**SHORT EXERCISE**:
Update the rows below by changing every "bounding box" to "rectangle" and keeping everything else the same. Leave the pictures out of your answer.

--- THE RECORDS ---

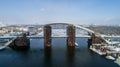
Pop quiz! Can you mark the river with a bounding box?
[0,38,119,67]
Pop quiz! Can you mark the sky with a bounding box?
[0,0,120,25]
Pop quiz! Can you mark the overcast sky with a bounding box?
[0,0,120,25]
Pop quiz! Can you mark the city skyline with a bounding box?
[0,0,120,25]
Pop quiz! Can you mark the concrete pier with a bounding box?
[9,35,30,50]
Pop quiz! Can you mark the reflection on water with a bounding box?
[0,38,119,67]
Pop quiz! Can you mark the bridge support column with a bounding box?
[91,34,102,45]
[67,25,75,46]
[44,25,52,47]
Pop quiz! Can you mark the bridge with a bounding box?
[0,23,120,54]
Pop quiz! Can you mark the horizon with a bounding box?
[0,0,120,25]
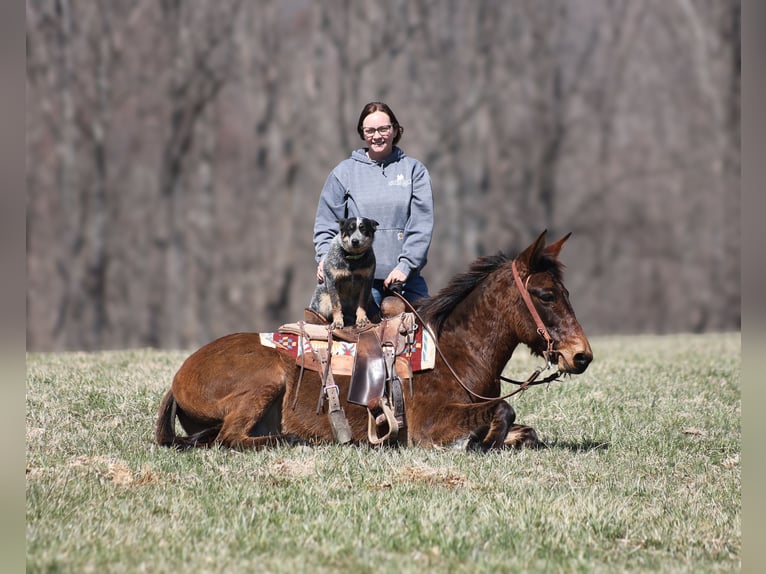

---

**IN RESPONSE**:
Pop quiz! Can you mark the river with a rectangle?
[0,38,119,67]
Pop quiz! Can you mark the sky with a rectangle?
[0,0,120,25]
Pop quiz! Can you mark the overcast sky with a rectangle?
[0,0,120,25]
Pop quiz! Can you mark the city skyline with a rectangle?
[0,0,120,25]
Pop quiz! Can you mark the concrete pier with a rectangle?
[9,35,30,50]
Pop quiz! Can you mark the reflection on water with a rectangle?
[0,38,119,67]
Pop quiz! Can you mark the bridge support column with a rectangle?
[91,34,102,45]
[67,25,75,46]
[44,25,52,47]
Pop quiz! Can you mark the bridge with a rectangle?
[0,23,120,54]
Pop quiz! Can you mark the horizon with a rectangle?
[0,0,120,25]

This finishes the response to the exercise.